● **WHAT IS NEEDED**: Write the records out once more. Leave each line exactly as given.

● **EXERCISE INPUTS**:

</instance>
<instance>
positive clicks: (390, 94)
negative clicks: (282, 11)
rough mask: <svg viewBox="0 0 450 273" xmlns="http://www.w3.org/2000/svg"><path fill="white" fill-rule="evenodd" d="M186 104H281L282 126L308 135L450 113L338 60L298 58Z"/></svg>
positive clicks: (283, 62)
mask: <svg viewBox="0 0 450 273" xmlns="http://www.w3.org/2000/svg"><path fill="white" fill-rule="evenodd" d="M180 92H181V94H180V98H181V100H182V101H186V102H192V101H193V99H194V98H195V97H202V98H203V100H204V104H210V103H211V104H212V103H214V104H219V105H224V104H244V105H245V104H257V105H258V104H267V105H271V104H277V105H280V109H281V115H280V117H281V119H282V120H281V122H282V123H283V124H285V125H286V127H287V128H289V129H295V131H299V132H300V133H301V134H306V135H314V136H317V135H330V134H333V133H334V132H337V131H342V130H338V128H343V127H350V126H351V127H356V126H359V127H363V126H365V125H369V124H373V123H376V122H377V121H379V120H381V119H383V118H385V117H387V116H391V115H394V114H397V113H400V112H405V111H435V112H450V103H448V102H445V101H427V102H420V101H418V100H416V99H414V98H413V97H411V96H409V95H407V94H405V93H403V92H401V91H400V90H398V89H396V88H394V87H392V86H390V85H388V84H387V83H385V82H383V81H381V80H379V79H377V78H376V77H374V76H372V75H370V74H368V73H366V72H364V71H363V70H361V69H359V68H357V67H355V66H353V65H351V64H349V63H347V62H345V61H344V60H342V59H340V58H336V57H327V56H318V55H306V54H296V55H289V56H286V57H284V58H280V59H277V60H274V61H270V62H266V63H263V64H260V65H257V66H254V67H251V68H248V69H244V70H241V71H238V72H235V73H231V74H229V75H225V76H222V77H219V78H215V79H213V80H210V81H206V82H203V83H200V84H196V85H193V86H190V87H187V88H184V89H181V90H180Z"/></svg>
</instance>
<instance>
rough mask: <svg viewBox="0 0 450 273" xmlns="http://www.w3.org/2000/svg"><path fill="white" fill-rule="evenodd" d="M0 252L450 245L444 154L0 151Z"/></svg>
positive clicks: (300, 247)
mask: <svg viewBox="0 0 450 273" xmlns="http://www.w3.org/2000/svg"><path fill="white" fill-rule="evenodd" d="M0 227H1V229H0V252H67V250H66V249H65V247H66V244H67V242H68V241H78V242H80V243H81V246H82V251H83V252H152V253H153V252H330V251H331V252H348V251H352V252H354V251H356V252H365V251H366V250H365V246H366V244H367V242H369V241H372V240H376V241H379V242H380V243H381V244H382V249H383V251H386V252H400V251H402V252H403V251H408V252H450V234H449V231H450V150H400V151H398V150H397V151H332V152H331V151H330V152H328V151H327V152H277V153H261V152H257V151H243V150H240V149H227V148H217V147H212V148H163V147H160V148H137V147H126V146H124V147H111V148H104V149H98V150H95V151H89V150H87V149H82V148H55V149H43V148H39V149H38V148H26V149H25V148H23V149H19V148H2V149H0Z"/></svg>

● **WORKED SOLUTION**:
</instance>
<instance>
positive clicks: (390, 94)
negative clicks: (282, 11)
rough mask: <svg viewBox="0 0 450 273" xmlns="http://www.w3.org/2000/svg"><path fill="white" fill-rule="evenodd" d="M186 104H281L282 126L308 135L450 113L338 60L298 58Z"/></svg>
positive clicks: (283, 62)
mask: <svg viewBox="0 0 450 273" xmlns="http://www.w3.org/2000/svg"><path fill="white" fill-rule="evenodd" d="M180 92H181V94H180V98H181V100H182V101H186V102H192V101H193V99H194V98H195V97H202V98H203V100H204V104H210V103H211V104H212V103H214V104H219V105H224V104H244V105H245V104H257V105H258V104H267V105H271V104H277V105H280V109H281V115H280V117H281V119H282V120H281V122H282V123H283V124H285V125H286V127H287V128H289V129H295V131H299V132H300V133H301V134H306V135H314V136H317V135H330V134H333V133H334V132H337V131H342V130H338V128H343V127H350V126H351V127H356V126H359V127H363V126H365V125H369V124H373V123H376V122H377V121H379V120H381V119H383V118H385V117H387V116H391V115H394V114H397V113H400V112H405V111H435V112H450V103H448V102H445V101H427V102H420V101H418V100H416V99H414V98H413V97H411V96H409V95H407V94H405V93H403V92H401V91H400V90H398V89H396V88H394V87H392V86H390V85H388V84H387V83H385V82H383V81H381V80H379V79H377V78H376V77H374V76H372V75H370V74H368V73H366V72H364V71H363V70H361V69H359V68H357V67H355V66H353V65H351V64H349V63H347V62H345V61H344V60H342V59H340V58H336V57H327V56H318V55H306V54H296V55H289V56H286V57H284V58H280V59H277V60H274V61H270V62H266V63H263V64H260V65H257V66H254V67H251V68H248V69H244V70H241V71H238V72H235V73H231V74H229V75H225V76H222V77H219V78H215V79H213V80H210V81H206V82H203V83H200V84H196V85H193V86H190V87H187V88H184V89H181V90H180Z"/></svg>
</instance>
<instance>
rough mask: <svg viewBox="0 0 450 273" xmlns="http://www.w3.org/2000/svg"><path fill="white" fill-rule="evenodd" d="M0 252L450 245L444 154L0 151Z"/></svg>
positive clicks: (300, 247)
mask: <svg viewBox="0 0 450 273" xmlns="http://www.w3.org/2000/svg"><path fill="white" fill-rule="evenodd" d="M0 227H1V229H0V252H67V250H66V249H65V247H66V244H67V242H68V241H78V242H80V243H81V246H82V251H83V252H152V253H153V252H330V251H331V252H348V251H352V252H354V251H356V252H365V251H366V250H365V246H366V244H367V242H369V241H372V240H376V241H379V242H380V243H381V244H382V249H383V251H386V252H400V251H402V252H403V251H408V252H450V234H449V231H450V150H400V151H398V150H397V151H332V152H331V151H330V152H328V151H327V152H277V153H261V152H257V151H243V150H240V149H227V148H217V147H212V148H163V147H160V148H137V147H126V146H124V147H111V148H104V149H98V150H95V151H89V150H87V149H82V148H55V149H43V148H39V149H38V148H26V149H25V148H23V149H19V148H2V149H0Z"/></svg>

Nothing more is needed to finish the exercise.